======== ENTRIES PROVIDED ========

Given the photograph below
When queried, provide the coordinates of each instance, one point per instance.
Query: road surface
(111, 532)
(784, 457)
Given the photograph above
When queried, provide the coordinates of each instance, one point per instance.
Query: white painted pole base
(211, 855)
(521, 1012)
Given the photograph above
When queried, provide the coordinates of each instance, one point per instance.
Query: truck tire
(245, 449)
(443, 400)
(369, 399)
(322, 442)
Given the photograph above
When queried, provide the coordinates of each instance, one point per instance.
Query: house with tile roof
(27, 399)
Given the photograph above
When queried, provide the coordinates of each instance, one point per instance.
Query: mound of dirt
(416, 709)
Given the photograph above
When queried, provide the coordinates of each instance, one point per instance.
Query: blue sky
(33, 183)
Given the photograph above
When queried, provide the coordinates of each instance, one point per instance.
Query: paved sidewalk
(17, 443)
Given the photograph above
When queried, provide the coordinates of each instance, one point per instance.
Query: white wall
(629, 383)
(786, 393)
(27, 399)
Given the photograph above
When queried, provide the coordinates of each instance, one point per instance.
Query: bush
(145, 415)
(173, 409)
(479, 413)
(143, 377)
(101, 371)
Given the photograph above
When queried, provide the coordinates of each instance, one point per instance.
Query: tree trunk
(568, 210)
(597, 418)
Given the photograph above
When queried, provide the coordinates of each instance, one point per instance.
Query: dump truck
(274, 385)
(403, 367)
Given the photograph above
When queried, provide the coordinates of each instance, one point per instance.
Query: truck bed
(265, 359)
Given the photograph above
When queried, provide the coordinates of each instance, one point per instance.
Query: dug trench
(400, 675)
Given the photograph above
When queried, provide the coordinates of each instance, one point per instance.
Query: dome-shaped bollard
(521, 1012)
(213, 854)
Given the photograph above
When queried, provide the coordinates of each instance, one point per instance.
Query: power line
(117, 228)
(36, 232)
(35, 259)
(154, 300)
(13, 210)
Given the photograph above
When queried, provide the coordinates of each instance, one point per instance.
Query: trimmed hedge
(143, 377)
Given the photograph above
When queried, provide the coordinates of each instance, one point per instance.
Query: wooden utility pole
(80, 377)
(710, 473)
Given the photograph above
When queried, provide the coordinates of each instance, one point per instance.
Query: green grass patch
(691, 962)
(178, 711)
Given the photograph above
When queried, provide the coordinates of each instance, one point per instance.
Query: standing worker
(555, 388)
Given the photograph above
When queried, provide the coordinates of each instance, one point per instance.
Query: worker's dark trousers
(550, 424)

========

TASK DESCRIPTION >>
From the line that contains "Query: dump truck" through the last line of the records above, copy every line exactly and leave out the rest.

YOUR SOLUTION >>
Query: dump truck
(274, 385)
(403, 367)
Given the photograph above
When queried, provide the coordinates of each instance, one point per instance.
Query: truck bed
(265, 359)
Given the photograph above
When queried, provide the coordinates of each instance, one point per instance.
Query: dug trench
(400, 675)
Given the photograph above
When queried, provide the coordinates of each instance, one point per instance.
Query: dome-shaped bollard
(521, 1012)
(213, 854)
Given the photograph above
When queried, provide the coordinates of each instance, one point per instance.
Query: power line
(117, 228)
(36, 232)
(35, 259)
(154, 300)
(13, 210)
Given the photograph above
When queried, provide the coordinates of each instance, one point per instance.
Query: trimmed hedge
(143, 377)
Given the photograph above
When queried, provide the coordinates of each instance, one point per instance.
Query: wooden utility pole
(80, 377)
(710, 473)
Given the photograph above
When queried, provide the coordinates of each instance, one point per instance.
Query: green grass patch
(691, 962)
(178, 711)
Given the photograph above
When queried, provide the coordinates of each instance, one point per instance.
Query: standing worker
(555, 388)
Given the photograph above
When queried, provide the coordinates of each instance, one point per instance.
Query: worker's dark trousers
(550, 424)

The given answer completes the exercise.